> WHAT TO WORK ON
Copy all records verbatim.

- - - - -

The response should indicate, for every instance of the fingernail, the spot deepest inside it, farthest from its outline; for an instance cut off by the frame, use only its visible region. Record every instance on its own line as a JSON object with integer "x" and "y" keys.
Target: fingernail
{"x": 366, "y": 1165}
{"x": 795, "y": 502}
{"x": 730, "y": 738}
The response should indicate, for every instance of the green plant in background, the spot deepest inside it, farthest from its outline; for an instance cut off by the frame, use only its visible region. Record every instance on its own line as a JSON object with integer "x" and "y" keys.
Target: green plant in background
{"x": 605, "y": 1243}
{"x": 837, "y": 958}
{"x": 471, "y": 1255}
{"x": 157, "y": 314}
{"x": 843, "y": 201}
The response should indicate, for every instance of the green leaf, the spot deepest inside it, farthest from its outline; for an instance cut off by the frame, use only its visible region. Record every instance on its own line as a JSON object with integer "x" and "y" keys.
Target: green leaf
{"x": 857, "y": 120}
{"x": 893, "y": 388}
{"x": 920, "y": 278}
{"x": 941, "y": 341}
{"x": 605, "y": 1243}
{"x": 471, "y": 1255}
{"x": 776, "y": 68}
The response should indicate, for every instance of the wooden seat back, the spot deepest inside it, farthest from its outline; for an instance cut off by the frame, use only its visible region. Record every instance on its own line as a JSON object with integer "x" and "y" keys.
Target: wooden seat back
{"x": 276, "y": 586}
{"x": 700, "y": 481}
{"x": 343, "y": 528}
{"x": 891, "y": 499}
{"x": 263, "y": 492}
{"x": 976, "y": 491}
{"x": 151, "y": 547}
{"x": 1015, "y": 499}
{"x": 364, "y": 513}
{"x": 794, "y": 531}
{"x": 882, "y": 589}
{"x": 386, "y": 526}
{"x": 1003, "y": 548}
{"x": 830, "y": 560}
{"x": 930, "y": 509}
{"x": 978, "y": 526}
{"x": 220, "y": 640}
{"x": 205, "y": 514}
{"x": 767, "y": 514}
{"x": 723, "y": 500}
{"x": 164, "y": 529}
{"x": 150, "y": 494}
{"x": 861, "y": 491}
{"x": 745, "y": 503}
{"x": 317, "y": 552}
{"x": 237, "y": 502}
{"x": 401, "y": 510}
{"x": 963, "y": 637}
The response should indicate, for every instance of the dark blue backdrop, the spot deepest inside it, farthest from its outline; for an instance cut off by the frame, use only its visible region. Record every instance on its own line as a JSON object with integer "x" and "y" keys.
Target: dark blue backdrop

- - - - -

> OUTPUT BELOW
The response should indicate, for every instance of the fingernail, the spot deepest inside it, farthest from its outline; for an instance cut off by the frame, use only its visible region. Record every instance on its own line as a JSON object with integer "x" and "y" keys.
Target: fingernail
{"x": 366, "y": 1165}
{"x": 795, "y": 502}
{"x": 730, "y": 738}
The response should indicate, for every instance of the green plant in background, the spot deepest inside it, farthest from its outline; for an instance cut off by the frame, use only its visible region. Record every instance on its own line as a JSON object with integer "x" and "y" keys.
Target: green plant in background
{"x": 605, "y": 1243}
{"x": 837, "y": 958}
{"x": 471, "y": 1255}
{"x": 157, "y": 314}
{"x": 843, "y": 201}
The response should indicate, for every instance of the green leaf, the spot deepest inside it, farthest from its outline; for an instance cut off by the frame, use only its visible region. Record every instance on its own line as a JSON object with integer "x" and "y" keys.
Target: green leaf
{"x": 857, "y": 120}
{"x": 893, "y": 388}
{"x": 920, "y": 278}
{"x": 941, "y": 341}
{"x": 605, "y": 1243}
{"x": 471, "y": 1255}
{"x": 776, "y": 68}
The response should indicate, for every instance of the wooden seat back, the spot deepest inside it, farthest from its outline; for an instance cut off by the frame, use only its visible region. Record every instance on its own line as a JSON object with integer "x" and "y" keys.
Target: wooden seat back
{"x": 276, "y": 586}
{"x": 700, "y": 481}
{"x": 343, "y": 528}
{"x": 891, "y": 499}
{"x": 263, "y": 492}
{"x": 976, "y": 491}
{"x": 151, "y": 547}
{"x": 1015, "y": 499}
{"x": 364, "y": 513}
{"x": 794, "y": 531}
{"x": 882, "y": 589}
{"x": 386, "y": 526}
{"x": 1003, "y": 548}
{"x": 830, "y": 560}
{"x": 930, "y": 509}
{"x": 978, "y": 526}
{"x": 220, "y": 640}
{"x": 205, "y": 514}
{"x": 767, "y": 514}
{"x": 723, "y": 500}
{"x": 164, "y": 529}
{"x": 150, "y": 494}
{"x": 861, "y": 491}
{"x": 745, "y": 503}
{"x": 317, "y": 552}
{"x": 237, "y": 502}
{"x": 401, "y": 510}
{"x": 963, "y": 637}
The response should indicate, for every instance of the dark blue backdrop, the spot deepest inside it, farthest from its outline; for an instance cut off by the frame, use only its visible region. Record every instance on its own line as a JSON object with integer "x" and "y" keys.
Target: dark blue backdrop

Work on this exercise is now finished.